**EXERCISE OBJECTIVE:** Exclude the pictures and return every line exactly as written.

-- Start LISTING --

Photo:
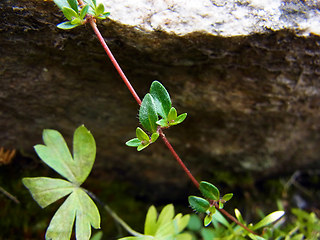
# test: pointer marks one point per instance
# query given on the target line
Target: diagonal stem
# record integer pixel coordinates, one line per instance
(163, 137)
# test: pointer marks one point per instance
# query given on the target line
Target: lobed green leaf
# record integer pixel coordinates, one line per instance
(148, 114)
(84, 152)
(161, 98)
(209, 191)
(199, 204)
(135, 142)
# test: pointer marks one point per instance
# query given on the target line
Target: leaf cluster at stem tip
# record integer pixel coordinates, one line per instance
(77, 15)
(208, 204)
(157, 103)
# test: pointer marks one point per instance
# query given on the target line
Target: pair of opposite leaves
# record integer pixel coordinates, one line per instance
(78, 206)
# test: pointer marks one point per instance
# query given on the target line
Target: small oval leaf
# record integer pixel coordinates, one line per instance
(84, 11)
(199, 204)
(154, 137)
(227, 197)
(69, 13)
(66, 25)
(207, 220)
(148, 114)
(209, 191)
(74, 5)
(268, 219)
(172, 114)
(161, 98)
(135, 142)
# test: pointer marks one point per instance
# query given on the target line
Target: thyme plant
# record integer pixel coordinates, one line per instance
(156, 114)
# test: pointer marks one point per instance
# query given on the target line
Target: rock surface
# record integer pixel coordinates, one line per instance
(252, 100)
(217, 17)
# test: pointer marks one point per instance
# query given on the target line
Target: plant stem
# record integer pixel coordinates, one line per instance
(176, 156)
(163, 137)
(114, 215)
(232, 218)
(113, 60)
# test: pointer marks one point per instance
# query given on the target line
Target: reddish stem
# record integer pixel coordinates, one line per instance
(232, 218)
(163, 137)
(114, 61)
(176, 156)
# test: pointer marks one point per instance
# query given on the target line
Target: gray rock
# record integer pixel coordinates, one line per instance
(252, 100)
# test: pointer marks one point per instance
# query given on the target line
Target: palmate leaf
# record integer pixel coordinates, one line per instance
(166, 226)
(78, 206)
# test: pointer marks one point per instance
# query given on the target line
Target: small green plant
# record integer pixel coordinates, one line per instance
(78, 206)
(166, 226)
(155, 115)
(155, 104)
(77, 15)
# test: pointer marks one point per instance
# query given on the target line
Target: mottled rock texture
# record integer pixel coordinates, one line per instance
(252, 101)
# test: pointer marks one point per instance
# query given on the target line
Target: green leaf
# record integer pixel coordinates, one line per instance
(84, 11)
(99, 9)
(66, 25)
(84, 152)
(76, 21)
(141, 135)
(207, 220)
(97, 236)
(148, 114)
(161, 98)
(74, 5)
(142, 146)
(150, 226)
(209, 191)
(135, 142)
(172, 115)
(87, 215)
(69, 13)
(55, 154)
(166, 215)
(77, 206)
(163, 123)
(47, 190)
(179, 119)
(61, 3)
(199, 204)
(227, 197)
(154, 137)
(268, 219)
(239, 216)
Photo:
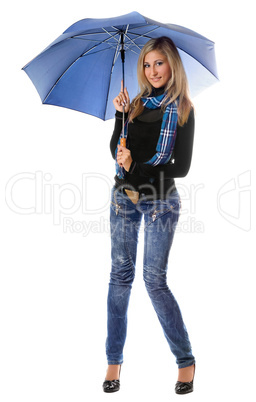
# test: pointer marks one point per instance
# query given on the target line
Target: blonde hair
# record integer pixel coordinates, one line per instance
(177, 86)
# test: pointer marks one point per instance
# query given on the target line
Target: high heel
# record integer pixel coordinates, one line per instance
(183, 388)
(113, 385)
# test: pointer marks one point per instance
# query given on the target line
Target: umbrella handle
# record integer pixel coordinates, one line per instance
(123, 142)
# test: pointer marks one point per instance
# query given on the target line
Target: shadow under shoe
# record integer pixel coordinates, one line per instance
(113, 385)
(182, 388)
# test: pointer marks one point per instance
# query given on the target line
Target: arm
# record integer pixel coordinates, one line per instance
(183, 155)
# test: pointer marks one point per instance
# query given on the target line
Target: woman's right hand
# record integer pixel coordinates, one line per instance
(122, 99)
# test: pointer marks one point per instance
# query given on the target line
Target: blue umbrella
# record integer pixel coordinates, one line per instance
(83, 67)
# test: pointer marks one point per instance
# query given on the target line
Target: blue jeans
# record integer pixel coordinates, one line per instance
(160, 219)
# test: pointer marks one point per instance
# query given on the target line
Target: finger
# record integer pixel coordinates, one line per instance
(126, 93)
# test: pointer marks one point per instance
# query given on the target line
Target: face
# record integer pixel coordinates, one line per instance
(157, 69)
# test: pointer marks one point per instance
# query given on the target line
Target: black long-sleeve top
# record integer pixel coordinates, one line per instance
(143, 133)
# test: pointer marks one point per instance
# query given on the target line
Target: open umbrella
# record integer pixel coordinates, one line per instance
(83, 67)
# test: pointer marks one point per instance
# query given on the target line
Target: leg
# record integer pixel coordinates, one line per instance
(159, 231)
(125, 221)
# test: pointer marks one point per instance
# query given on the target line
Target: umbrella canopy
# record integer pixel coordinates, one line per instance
(82, 68)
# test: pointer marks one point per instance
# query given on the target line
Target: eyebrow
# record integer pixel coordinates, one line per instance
(146, 62)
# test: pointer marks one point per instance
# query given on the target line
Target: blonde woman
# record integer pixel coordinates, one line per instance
(159, 135)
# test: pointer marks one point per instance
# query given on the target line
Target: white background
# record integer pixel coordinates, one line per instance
(54, 275)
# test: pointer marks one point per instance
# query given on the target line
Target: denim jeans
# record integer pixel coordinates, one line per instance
(160, 219)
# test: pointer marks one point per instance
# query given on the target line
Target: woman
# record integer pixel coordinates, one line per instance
(159, 117)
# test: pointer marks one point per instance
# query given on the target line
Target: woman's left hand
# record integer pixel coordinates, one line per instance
(124, 158)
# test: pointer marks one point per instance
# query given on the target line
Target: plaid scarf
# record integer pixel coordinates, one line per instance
(167, 136)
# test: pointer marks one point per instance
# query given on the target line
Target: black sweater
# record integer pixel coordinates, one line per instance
(143, 134)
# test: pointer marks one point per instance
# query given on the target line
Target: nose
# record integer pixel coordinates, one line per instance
(153, 70)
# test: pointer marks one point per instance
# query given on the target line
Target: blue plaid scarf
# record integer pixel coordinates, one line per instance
(167, 136)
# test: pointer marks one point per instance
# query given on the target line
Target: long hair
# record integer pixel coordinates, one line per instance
(177, 86)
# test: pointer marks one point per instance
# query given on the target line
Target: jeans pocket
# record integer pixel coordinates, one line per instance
(163, 207)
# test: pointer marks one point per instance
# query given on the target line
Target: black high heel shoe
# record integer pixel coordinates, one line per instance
(112, 386)
(183, 388)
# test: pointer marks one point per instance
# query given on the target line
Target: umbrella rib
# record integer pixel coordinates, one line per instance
(83, 54)
(113, 63)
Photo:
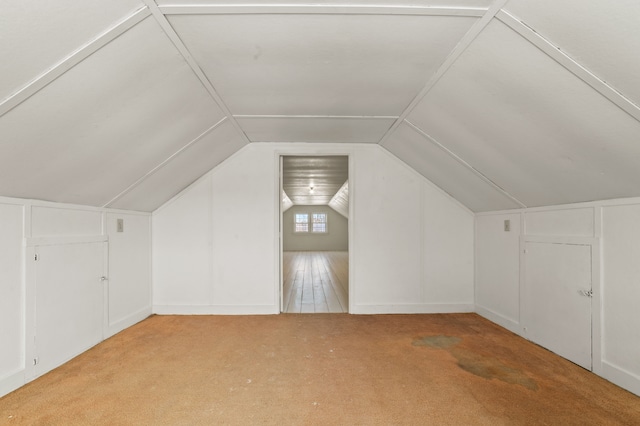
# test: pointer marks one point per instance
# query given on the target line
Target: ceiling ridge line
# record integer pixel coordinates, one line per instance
(453, 56)
(365, 117)
(188, 57)
(72, 59)
(570, 64)
(164, 163)
(461, 161)
(335, 9)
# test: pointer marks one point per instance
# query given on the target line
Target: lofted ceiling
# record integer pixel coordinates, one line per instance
(503, 104)
(313, 180)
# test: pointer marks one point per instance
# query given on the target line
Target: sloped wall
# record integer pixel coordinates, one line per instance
(215, 246)
(613, 227)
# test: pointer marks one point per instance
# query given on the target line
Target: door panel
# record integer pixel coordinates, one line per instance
(69, 302)
(556, 312)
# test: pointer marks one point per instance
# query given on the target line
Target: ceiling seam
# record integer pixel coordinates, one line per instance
(453, 56)
(319, 9)
(73, 59)
(164, 163)
(570, 64)
(462, 162)
(188, 57)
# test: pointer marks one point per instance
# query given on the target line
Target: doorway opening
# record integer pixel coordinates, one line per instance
(314, 229)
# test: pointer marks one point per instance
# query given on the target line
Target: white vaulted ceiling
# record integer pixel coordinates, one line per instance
(503, 104)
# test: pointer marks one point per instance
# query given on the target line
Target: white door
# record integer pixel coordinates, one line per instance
(556, 310)
(69, 302)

-- End LISTING --

**EXERCISE RESULT:**
Photo:
# test: pointer marks one point per instance
# query given on the target line
Target: diagonal stem
# record integer pixel coordinates, one line per instance
(163, 137)
# test: pointer marks one point per instance
# query given on the target line
Target: lobed green leaf
# record integer pixel coordinates, one line per instance
(148, 114)
(84, 152)
(161, 98)
(209, 191)
(199, 204)
(135, 142)
# test: pointer marks one point per instance
# query given on the target line
Target: leaf cluster at stem tip
# record integer pixel coordinates, one line per instance
(77, 15)
(208, 204)
(157, 103)
# test: pointer marks one point per instance
# query given on the target line
Target: pair of opposite leaves
# record integer pixel coordinates, one line per instance
(78, 206)
# test: pointer marks one point per instance
# query given on the target line
Target: small oval leaf
# record integer pixel coordinates, one line per instance
(84, 11)
(199, 204)
(154, 137)
(227, 197)
(69, 13)
(66, 25)
(207, 220)
(148, 114)
(209, 191)
(74, 5)
(268, 219)
(172, 114)
(161, 98)
(135, 142)
# test: pointer marks one point per instance
# query given on the target line
Target: thyme plant
# record integer pixel coordinates, one line per instance
(156, 114)
# test: pointer marks one point per instance
# query given on the target line
Target: rock surface
# record integer pixel coordinates, one line per instance
(252, 100)
(217, 17)
# test: pointer marks one point per instance
# query given on the target line
Target: plant stem
# record integer pixel coordinates, one line per instance
(176, 156)
(163, 137)
(114, 215)
(232, 218)
(113, 60)
# test: pointer marks one point per instance
# query given on the target line
Target: reddish stem
# record integer pixel coordinates, one line per instance
(232, 218)
(163, 137)
(114, 61)
(176, 156)
# test: pointer marks one point per instance
# query given on the target line
Target: gray rock
# record integer pixel coordinates, one line per instance
(252, 100)
# test: pointer marks one point per instance
# query given on the target line
Target: palmate leaf
# record integer pixel coordinates, one line per instance
(166, 226)
(78, 206)
# test: pointer marks one point per instance
# query given on the target line
Target: small green plant
# record integer pixel coordinates, one line per instance
(78, 206)
(166, 226)
(155, 115)
(155, 104)
(77, 15)
# test: pointer marks one point per instance
# query given on the target line
Target: mottled rock texture
# record integer pixel coordinates, one line per instance
(252, 101)
# test: pointer marks one point per instance
# query given on the target line
Target: green leaf
# record integer pixel coordinates, one line per instance
(84, 11)
(99, 9)
(66, 25)
(84, 152)
(76, 21)
(141, 135)
(207, 220)
(97, 236)
(148, 114)
(161, 98)
(74, 5)
(142, 146)
(150, 226)
(209, 191)
(135, 142)
(172, 115)
(87, 215)
(69, 13)
(55, 154)
(166, 215)
(77, 206)
(163, 123)
(47, 190)
(179, 119)
(61, 3)
(199, 204)
(227, 197)
(154, 137)
(268, 219)
(239, 216)
Photo:
# test: pointer marks one point per instance
# query given on the target line
Target: blonde hair
# record integer pixel coordinates, one line per instance
(177, 86)
# test: pointer marks one point per instance
# query given on the target line
Target: high heel
# record integer pixel coordinates, one line per instance
(183, 388)
(113, 385)
# test: pointer marks one point per instance
# query given on the target line
Target: umbrella handle
# record integer pixel coordinates, one line per instance
(123, 142)
# test: pointer marks one point per instance
# query given on the target line
Target: shadow under shoe
# record integer pixel coordinates, one line per instance
(113, 385)
(182, 388)
# test: pointer marks one point per instance
# query given on the target line
Target: arm
# record integer pixel coordinates, one line per instance
(183, 155)
# test: pointer marks one point per instance
# query given on the target line
Target: woman's right hand
# record integer pixel coordinates, one line per instance
(122, 99)
# test: pointer marks one point per instance
# query given on the target line
Target: blue umbrella
# record integer pixel coordinates, one line per instance
(83, 67)
# test: pointer marks one point per instance
# query given on the target line
Target: blue jeans
# record integer pixel coordinates, one line per instance
(160, 219)
# test: pointer marks one point per instance
# query given on the target line
Target: finger
# record integer pixel coordinates, one line per instance
(126, 93)
# test: pointer marks one point per instance
# query given on the target line
Target: face
# record integer pixel coordinates, one line per instance
(157, 69)
# test: pointer marks one point per instance
# query given on the target line
Target: black long-sleeve top
# record integer pixel coordinates, one line per instance
(143, 133)
# test: pointer marks one point per instance
# query given on the target line
Target: open umbrella
# record integer pixel coordinates, one line per instance
(83, 67)
# test: pointer marks one point per instance
# query given on the target line
Target: leg
# record integer pixel coordinates, one line per instance
(159, 231)
(125, 221)
# test: pointer marks one point per instance
# query given on the target line
Target: umbrella canopy
# record integer pixel coordinates, one line per instance
(82, 68)
# test: pointer marks one point per instance
# query given on the target line
Target: eyebrow
# record integer pixel coordinates, one line per instance
(146, 62)
# test: pointer marks one point per instance
# query given on the target line
Target: blonde woman
# record integer pixel coordinates, one line per instance
(159, 135)
# test: pointer marks one point per instance
# query given on the target line
Target: white background
# record integer pixel coordinates, one line per instance
(54, 275)
# test: pointer marks one point per instance
# query given on the target line
Target: denim jeans
# record integer pixel coordinates, one line per instance
(160, 219)
# test: pointer marks one point per instance
# query given on the target line
Target: woman
# record integer pixel coordinates, one line per instance
(159, 117)
# test: pointer marks one point per instance
# query given on the target line
Target: woman's left hand
# record integer pixel coordinates, one line per instance
(124, 158)
# test: pointer marks one point per instance
# query given on the target line
Target: plaid scarf
# record integer pixel coordinates, one line per instance
(167, 136)
# test: pointer marks one point per instance
# query given on the target line
Target: black sweater
# record integer pixel coordinates, one line per instance
(143, 134)
# test: pointer marks one point per instance
# query given on the target line
Target: nose
# record integer pixel coordinates, one line per instance
(153, 70)
# test: pointer marks one point per instance
# query given on the target line
Target: blue plaid scarf
# record integer pixel coordinates, one line per instance
(167, 136)
# test: pointer marks one point per instance
# query given on the target line
Target: long hair
# record integer pixel coordinates, one line per instance
(177, 86)
# test: pointer marks one point per instance
# query given on the target line
Target: jeans pocket
# record integer pixel coordinates, one line per instance
(163, 207)
# test: pointer marks one point per instance
# query given on the target line
Target: black high heel shoe
# record integer pixel coordinates, one line per instance
(112, 386)
(183, 388)
# test: pointer marks one point per instance
# query given on the target line
Target: umbrella rib
# record integer pixel coordinates, one line per instance
(83, 54)
(113, 63)
Photo:
# test: pointer marks one point per instance
# query given on the target line
Target: ceiling ridge line
# record integer pixel coordinates, one line per instance
(453, 56)
(365, 117)
(188, 57)
(72, 59)
(570, 64)
(164, 163)
(461, 161)
(335, 9)
# test: pointer marks one point per instance
# query given on the target line
Target: lofted ceiling
# record integer pixel coordinates, one line per instance
(503, 104)
(313, 180)
# test: pointer marks one point per instance
# query given on the target line
Target: sloped wall
# record integer pixel coordinates, one line per instance
(215, 246)
(613, 227)
# test: pointer marks one point per instance
# query given on the target line
Target: door panel
# record integer pixel coordinates, one line per instance
(69, 302)
(556, 312)
# test: pointer marks one point per instance
# query given on the target line
Target: ceiling seam
# record integer pixel coordinates, one line per instance
(453, 56)
(319, 9)
(73, 59)
(164, 163)
(570, 64)
(462, 162)
(188, 57)
# test: pointer marks one point per instance
# query given on the target line
Target: doorway opening
# record integer pixel coordinates, one line per instance
(314, 229)
# test: pointer marks one point per instance
# query given on the target line
Target: white vaulted ceiling
# record integer pixel coordinates, one line per instance
(503, 104)
# test: pointer marks one point per instance
# query given on the target line
Target: white door
# record integer pixel coordinates, one line per instance
(556, 310)
(69, 302)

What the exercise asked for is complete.